++++ Data entries ++++

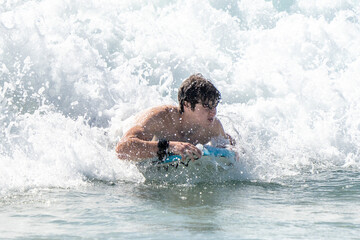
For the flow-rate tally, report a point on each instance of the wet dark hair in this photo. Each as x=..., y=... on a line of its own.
x=197, y=89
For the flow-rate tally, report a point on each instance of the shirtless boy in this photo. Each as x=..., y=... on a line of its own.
x=171, y=129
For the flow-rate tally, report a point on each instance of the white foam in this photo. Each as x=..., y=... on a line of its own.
x=287, y=72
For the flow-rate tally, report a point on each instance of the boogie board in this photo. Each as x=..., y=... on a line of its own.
x=213, y=161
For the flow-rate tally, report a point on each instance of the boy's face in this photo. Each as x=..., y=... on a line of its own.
x=202, y=115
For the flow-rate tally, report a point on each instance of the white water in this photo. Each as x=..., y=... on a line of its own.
x=74, y=73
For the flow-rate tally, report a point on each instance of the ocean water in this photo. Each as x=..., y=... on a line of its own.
x=73, y=74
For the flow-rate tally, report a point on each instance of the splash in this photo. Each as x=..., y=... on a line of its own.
x=74, y=73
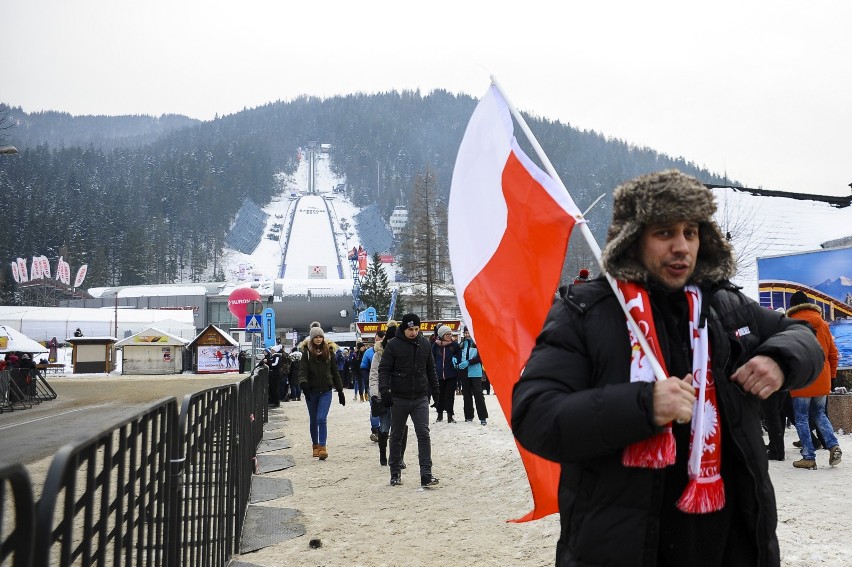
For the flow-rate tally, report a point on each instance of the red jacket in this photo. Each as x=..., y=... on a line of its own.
x=812, y=314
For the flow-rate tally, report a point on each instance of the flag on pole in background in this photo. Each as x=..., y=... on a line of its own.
x=509, y=225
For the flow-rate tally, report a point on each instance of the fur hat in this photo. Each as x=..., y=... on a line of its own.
x=662, y=197
x=410, y=320
x=798, y=298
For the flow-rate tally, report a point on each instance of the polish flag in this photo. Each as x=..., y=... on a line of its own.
x=509, y=225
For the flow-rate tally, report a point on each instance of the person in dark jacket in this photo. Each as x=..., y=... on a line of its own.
x=406, y=380
x=318, y=375
x=445, y=350
x=295, y=360
x=627, y=494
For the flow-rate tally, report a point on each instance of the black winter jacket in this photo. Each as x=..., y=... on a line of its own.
x=407, y=368
x=575, y=405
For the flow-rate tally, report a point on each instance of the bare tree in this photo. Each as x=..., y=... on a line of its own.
x=6, y=123
x=424, y=254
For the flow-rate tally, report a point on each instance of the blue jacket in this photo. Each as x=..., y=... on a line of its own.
x=367, y=360
x=445, y=365
x=468, y=359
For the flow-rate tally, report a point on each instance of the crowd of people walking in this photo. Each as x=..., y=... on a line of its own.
x=401, y=375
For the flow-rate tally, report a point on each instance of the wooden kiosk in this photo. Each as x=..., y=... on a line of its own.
x=92, y=355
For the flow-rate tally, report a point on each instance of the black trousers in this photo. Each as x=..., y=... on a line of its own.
x=418, y=409
x=446, y=396
x=472, y=393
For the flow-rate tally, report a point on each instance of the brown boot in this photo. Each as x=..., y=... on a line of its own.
x=383, y=449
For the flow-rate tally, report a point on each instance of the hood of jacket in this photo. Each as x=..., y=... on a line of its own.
x=663, y=197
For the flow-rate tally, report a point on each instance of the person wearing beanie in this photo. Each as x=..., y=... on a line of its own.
x=470, y=375
x=673, y=481
x=809, y=402
x=318, y=375
x=377, y=408
x=445, y=349
x=406, y=380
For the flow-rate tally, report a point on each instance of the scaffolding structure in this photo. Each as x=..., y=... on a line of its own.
x=48, y=292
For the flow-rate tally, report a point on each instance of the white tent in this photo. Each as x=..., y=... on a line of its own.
x=13, y=341
x=43, y=323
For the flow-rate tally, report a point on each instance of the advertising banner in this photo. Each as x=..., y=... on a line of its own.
x=825, y=276
x=217, y=359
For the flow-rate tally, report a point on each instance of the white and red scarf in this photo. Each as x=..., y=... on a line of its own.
x=705, y=491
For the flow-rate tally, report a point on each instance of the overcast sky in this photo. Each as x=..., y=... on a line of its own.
x=758, y=89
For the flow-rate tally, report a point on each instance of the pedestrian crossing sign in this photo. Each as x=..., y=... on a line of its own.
x=253, y=324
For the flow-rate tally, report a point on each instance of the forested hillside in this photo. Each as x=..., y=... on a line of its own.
x=88, y=189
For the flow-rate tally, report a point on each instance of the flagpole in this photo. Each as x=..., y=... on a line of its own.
x=586, y=232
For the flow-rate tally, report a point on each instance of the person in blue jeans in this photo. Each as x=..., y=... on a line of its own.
x=357, y=382
x=317, y=376
x=809, y=402
x=364, y=367
x=366, y=370
x=383, y=421
x=470, y=375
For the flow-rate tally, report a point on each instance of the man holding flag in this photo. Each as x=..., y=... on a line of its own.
x=661, y=471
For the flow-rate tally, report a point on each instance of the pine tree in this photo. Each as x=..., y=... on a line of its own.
x=375, y=289
x=424, y=254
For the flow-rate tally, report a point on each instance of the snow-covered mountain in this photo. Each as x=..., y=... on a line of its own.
x=761, y=226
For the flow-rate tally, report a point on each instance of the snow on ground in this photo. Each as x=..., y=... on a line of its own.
x=311, y=242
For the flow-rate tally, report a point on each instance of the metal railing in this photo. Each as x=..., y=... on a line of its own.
x=21, y=389
x=157, y=489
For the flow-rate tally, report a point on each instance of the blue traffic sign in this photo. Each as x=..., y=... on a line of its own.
x=253, y=324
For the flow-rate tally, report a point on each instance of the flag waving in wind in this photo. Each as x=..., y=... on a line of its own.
x=509, y=225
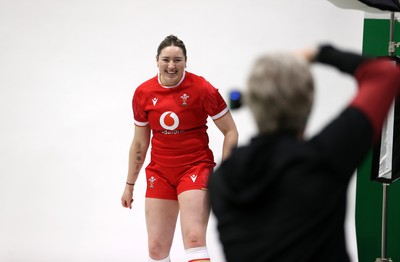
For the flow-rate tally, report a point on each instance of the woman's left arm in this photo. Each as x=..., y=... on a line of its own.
x=227, y=126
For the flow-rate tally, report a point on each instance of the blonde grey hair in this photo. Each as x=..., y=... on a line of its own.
x=280, y=93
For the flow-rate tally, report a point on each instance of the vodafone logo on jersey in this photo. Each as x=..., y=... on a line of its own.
x=169, y=120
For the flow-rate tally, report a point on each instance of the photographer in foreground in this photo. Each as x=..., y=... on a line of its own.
x=283, y=197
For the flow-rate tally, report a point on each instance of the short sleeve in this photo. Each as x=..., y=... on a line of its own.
x=214, y=103
x=139, y=114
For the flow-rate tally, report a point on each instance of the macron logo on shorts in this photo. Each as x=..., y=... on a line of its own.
x=193, y=177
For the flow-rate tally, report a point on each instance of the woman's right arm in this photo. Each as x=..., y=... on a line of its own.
x=137, y=156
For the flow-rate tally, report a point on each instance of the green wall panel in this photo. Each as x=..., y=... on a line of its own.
x=369, y=193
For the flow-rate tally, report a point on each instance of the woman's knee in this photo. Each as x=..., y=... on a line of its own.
x=158, y=249
x=194, y=239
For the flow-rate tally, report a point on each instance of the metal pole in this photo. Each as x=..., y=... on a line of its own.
x=384, y=226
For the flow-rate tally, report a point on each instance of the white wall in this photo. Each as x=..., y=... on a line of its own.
x=68, y=70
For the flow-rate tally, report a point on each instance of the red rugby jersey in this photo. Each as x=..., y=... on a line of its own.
x=178, y=118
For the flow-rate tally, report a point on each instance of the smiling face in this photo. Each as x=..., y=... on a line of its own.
x=171, y=63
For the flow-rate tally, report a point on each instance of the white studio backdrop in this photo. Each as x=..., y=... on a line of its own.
x=68, y=70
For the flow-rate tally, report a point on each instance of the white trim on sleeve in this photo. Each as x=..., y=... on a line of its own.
x=222, y=113
x=141, y=123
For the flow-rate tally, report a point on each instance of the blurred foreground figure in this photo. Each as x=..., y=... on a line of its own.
x=283, y=198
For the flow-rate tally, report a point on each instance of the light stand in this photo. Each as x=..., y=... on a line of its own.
x=388, y=172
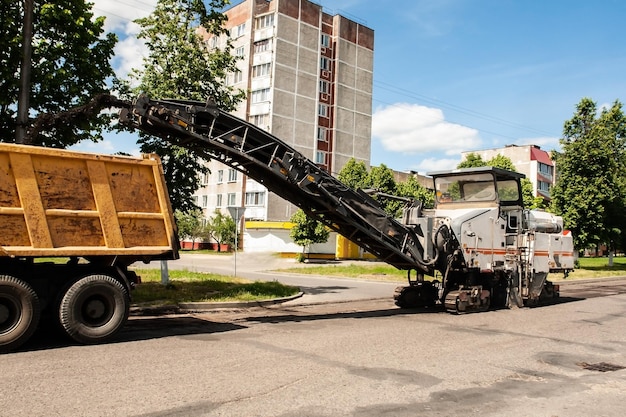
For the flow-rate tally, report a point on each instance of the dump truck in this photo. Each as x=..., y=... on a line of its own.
x=98, y=214
x=477, y=249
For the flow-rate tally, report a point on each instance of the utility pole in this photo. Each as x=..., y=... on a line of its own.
x=23, y=104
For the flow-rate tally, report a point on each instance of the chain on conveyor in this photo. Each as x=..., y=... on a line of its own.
x=212, y=134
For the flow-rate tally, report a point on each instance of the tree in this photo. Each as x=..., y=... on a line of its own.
x=70, y=65
x=353, y=174
x=181, y=65
x=411, y=188
x=500, y=161
x=222, y=229
x=381, y=179
x=472, y=160
x=189, y=225
x=590, y=189
x=307, y=231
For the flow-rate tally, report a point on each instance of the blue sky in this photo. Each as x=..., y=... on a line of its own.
x=461, y=75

++++

* [Short task]
All lines from the line containing "the metal pole" through the end of the listing above are to be given again exactly; pictures are not part of the copy.

* [Solution for this problem]
For the flow-rate tally, report a point on each instance of the metal pole in this photo. Each as x=..., y=... on a line of its own.
x=384, y=226
For the flow-rate tally, report a point on each instance of the white wall in this photo. Each as x=..., y=... on a line of its own.
x=68, y=70
For the flow-rate tally, report a point on each instance of the red rugby jersey in this photo. Each as x=..., y=... on a line of its own.
x=178, y=118
For the flow-rate tally, report a point on each instance of the smiling face in this photo. Each as x=..., y=... on a line of its own.
x=171, y=63
For the flow-rate tally, report a point on each instance of the white studio backdrop in this photo. Each as x=..., y=... on a line of its own.
x=68, y=70
For the flow-rate tally, report a point on each instance of the white trim on sleeve in this photo. Each as x=..., y=... on a line of its own.
x=222, y=113
x=141, y=123
For the flow-rate tally, report a point on each instance of the blurred foreground figure in this photo. Each as x=..., y=... on a line of its own.
x=283, y=198
For the flow-rate tally, report a point on each instance of the light stand in this photo. Each as x=..., y=... on a line of its own.
x=388, y=172
For the flow-rate tally, report a point on each instance of the dump truck in this photo. Each as x=..., y=... on a line of its own.
x=98, y=214
x=477, y=249
For the flow-rate tally, report a point on each instance of the utility pole in this photo. Each as x=..., y=... on a line of its own.
x=23, y=104
For the flow-rate tally, report a point on each instance of the chain on conveyor in this photo. Each as x=..., y=... on a line of its own.
x=212, y=134
For the flow-rate tally, report a point on each instance of the tree in this photo. Each as x=..., y=... on a line of its own.
x=70, y=65
x=353, y=174
x=181, y=65
x=411, y=188
x=500, y=161
x=222, y=229
x=381, y=179
x=472, y=160
x=189, y=225
x=590, y=189
x=307, y=231
For the flow-rate tally, report a point on each instance of the blue sky in this photo. Each as x=..., y=... on a line of its own.
x=461, y=75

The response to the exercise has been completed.